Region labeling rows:
'''

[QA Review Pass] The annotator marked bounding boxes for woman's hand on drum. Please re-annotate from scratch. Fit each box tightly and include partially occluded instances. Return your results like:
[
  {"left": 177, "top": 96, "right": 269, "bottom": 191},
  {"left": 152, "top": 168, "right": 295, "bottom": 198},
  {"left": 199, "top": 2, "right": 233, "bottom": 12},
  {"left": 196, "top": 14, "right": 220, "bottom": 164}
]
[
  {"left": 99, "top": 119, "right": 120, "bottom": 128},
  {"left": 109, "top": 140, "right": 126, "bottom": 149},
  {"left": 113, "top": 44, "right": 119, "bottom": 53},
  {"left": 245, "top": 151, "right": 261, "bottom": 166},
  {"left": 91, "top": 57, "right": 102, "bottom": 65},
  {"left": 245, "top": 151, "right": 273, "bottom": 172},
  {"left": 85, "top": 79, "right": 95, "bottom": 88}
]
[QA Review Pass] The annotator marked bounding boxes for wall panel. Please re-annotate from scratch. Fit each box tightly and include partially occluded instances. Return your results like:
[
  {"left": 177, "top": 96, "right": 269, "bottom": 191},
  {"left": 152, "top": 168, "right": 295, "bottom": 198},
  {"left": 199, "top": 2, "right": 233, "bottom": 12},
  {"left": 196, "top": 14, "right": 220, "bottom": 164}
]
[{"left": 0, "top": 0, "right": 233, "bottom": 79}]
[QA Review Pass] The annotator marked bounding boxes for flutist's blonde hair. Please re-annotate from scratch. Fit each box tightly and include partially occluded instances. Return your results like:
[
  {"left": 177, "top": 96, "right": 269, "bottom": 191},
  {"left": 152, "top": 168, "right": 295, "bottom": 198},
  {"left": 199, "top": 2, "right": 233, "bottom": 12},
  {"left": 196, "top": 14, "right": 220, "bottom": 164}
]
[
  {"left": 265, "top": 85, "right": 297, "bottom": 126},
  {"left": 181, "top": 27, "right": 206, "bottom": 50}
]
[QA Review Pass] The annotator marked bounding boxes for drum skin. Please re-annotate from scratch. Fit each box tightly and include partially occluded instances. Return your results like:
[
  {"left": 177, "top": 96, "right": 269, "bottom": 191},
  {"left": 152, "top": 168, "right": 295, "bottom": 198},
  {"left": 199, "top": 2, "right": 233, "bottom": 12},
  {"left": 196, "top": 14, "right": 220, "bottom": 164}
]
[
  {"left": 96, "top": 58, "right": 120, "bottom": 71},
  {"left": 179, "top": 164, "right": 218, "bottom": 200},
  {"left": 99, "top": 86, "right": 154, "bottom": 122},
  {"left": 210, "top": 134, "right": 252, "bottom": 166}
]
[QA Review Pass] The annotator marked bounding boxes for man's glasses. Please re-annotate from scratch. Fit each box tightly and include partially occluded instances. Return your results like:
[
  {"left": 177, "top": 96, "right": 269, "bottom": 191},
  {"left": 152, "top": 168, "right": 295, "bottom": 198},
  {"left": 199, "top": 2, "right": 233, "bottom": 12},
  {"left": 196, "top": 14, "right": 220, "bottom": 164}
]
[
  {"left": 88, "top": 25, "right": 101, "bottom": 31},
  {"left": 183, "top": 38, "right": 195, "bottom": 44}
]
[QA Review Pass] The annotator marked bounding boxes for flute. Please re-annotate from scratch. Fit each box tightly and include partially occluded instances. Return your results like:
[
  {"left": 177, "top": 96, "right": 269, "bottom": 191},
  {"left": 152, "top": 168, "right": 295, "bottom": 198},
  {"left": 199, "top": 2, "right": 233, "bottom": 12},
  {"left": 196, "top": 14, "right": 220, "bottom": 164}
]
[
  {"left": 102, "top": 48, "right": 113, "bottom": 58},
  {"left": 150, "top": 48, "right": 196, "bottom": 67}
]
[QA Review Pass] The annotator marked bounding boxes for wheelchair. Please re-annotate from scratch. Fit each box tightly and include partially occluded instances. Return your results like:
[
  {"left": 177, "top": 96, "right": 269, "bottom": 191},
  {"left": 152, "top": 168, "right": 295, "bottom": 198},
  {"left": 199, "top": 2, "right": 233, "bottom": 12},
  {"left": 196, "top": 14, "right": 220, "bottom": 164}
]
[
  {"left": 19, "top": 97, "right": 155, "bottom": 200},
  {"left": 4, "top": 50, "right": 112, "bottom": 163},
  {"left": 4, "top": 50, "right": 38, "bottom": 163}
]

'''

• _WRITTEN PROBLEM_
Copy out every row above word for word, with no changes.

• _OUTPUT FOR THIS EXERCISE_
[QA Review Pass] The annotator marked bounding boxes for woman's hand on drum. Please re-annotate from scratch. Fit each box tightly and include partially occluded instances. Return your results like:
[
  {"left": 177, "top": 96, "right": 269, "bottom": 191},
  {"left": 152, "top": 168, "right": 295, "bottom": 198},
  {"left": 199, "top": 2, "right": 233, "bottom": 12},
  {"left": 196, "top": 14, "right": 220, "bottom": 164}
]
[
  {"left": 99, "top": 119, "right": 120, "bottom": 128},
  {"left": 109, "top": 140, "right": 126, "bottom": 149},
  {"left": 113, "top": 44, "right": 119, "bottom": 53},
  {"left": 245, "top": 151, "right": 261, "bottom": 166},
  {"left": 91, "top": 57, "right": 102, "bottom": 65},
  {"left": 245, "top": 151, "right": 273, "bottom": 172},
  {"left": 85, "top": 79, "right": 95, "bottom": 88}
]
[QA Review Pass] The annotator marked bounding boxes for wall panel. Please re-annotate from scratch. Fit each box tightly and include partially occluded instances. Return your results like:
[
  {"left": 177, "top": 96, "right": 269, "bottom": 191},
  {"left": 152, "top": 168, "right": 295, "bottom": 198},
  {"left": 199, "top": 2, "right": 233, "bottom": 12},
  {"left": 196, "top": 14, "right": 220, "bottom": 164}
]
[{"left": 0, "top": 0, "right": 233, "bottom": 79}]
[QA Review Pass] The annotator marked bounding boxes for flutist's blonde hair. Please re-annotate from scratch. Fit each box tightly and include partially occluded instances. Return your results like:
[
  {"left": 177, "top": 96, "right": 269, "bottom": 191},
  {"left": 152, "top": 168, "right": 295, "bottom": 198},
  {"left": 199, "top": 2, "right": 233, "bottom": 12},
  {"left": 196, "top": 14, "right": 220, "bottom": 164}
]
[
  {"left": 265, "top": 85, "right": 297, "bottom": 126},
  {"left": 181, "top": 27, "right": 206, "bottom": 50}
]
[QA Review Pass] The annotator marked bounding boxes for drum skin. Please re-annotate from scratch. Fit each box tightly and include partially occluded instances. Return your results like:
[
  {"left": 177, "top": 96, "right": 269, "bottom": 191},
  {"left": 152, "top": 168, "right": 295, "bottom": 198},
  {"left": 199, "top": 2, "right": 233, "bottom": 12},
  {"left": 196, "top": 14, "right": 220, "bottom": 164}
]
[
  {"left": 96, "top": 58, "right": 120, "bottom": 71},
  {"left": 179, "top": 164, "right": 218, "bottom": 200},
  {"left": 99, "top": 86, "right": 154, "bottom": 122},
  {"left": 210, "top": 134, "right": 252, "bottom": 166}
]
[QA Review Pass] The annotator marked bounding boxes for man's glasses. Please re-annotate from scratch. Fit each box tightly and include partially occluded instances. Return your results like:
[
  {"left": 177, "top": 96, "right": 269, "bottom": 191},
  {"left": 152, "top": 168, "right": 295, "bottom": 198},
  {"left": 199, "top": 2, "right": 233, "bottom": 12},
  {"left": 196, "top": 14, "right": 220, "bottom": 164}
]
[
  {"left": 88, "top": 25, "right": 101, "bottom": 31},
  {"left": 183, "top": 38, "right": 195, "bottom": 44}
]
[QA Review Pass] The annotator marked bounding boxes for flute. Please re-annotate from scratch. Fit each box tightly and include partially occluded instances. Return your results like:
[
  {"left": 177, "top": 96, "right": 269, "bottom": 191},
  {"left": 152, "top": 168, "right": 295, "bottom": 198},
  {"left": 199, "top": 2, "right": 233, "bottom": 12},
  {"left": 196, "top": 14, "right": 220, "bottom": 164}
]
[
  {"left": 102, "top": 48, "right": 113, "bottom": 58},
  {"left": 150, "top": 48, "right": 196, "bottom": 67}
]
[QA Review Pass] The annotator marked bounding boxes for wheelchair. Please re-annotate from scratch. Fit each box tightly and include partially occluded instances. Return your results like:
[
  {"left": 177, "top": 96, "right": 269, "bottom": 191},
  {"left": 152, "top": 168, "right": 295, "bottom": 198},
  {"left": 199, "top": 2, "right": 233, "bottom": 12},
  {"left": 196, "top": 14, "right": 220, "bottom": 164}
]
[
  {"left": 19, "top": 97, "right": 155, "bottom": 200},
  {"left": 4, "top": 50, "right": 112, "bottom": 163},
  {"left": 4, "top": 50, "right": 38, "bottom": 163}
]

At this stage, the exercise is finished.